■ Activity
Line by line, please look for the word "dirt" in the following records, then copy each line you find it in.

═══ Supplied records ═══

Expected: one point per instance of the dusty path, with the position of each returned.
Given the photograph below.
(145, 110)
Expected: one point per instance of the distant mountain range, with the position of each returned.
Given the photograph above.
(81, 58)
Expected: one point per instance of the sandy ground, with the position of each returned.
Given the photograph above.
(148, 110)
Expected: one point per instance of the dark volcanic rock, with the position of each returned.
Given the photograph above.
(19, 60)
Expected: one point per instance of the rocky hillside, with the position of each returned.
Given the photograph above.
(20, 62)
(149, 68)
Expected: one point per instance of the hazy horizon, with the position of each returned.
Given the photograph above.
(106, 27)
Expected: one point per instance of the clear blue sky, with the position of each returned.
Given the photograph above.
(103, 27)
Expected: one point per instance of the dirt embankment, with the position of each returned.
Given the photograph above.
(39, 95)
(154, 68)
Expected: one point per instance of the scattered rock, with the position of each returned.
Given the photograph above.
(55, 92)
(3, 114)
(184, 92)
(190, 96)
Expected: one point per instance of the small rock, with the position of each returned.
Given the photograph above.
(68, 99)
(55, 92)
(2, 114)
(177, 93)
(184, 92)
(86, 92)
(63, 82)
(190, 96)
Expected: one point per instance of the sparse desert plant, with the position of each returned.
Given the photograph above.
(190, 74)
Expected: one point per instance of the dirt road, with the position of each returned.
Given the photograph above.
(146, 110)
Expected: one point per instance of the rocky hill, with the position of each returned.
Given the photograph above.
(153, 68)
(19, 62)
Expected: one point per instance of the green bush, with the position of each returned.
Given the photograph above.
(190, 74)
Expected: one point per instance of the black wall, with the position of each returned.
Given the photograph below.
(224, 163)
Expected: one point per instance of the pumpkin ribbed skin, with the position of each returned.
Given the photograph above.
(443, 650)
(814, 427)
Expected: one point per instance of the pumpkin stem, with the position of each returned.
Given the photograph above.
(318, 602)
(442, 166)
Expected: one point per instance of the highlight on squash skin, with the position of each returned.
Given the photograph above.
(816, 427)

═══

■ Solution for this exercise
Expected: one point per instance of the dirt embankment, with the position of each returned.
Expected: one point per instance of the dirt road, with the position of each returned.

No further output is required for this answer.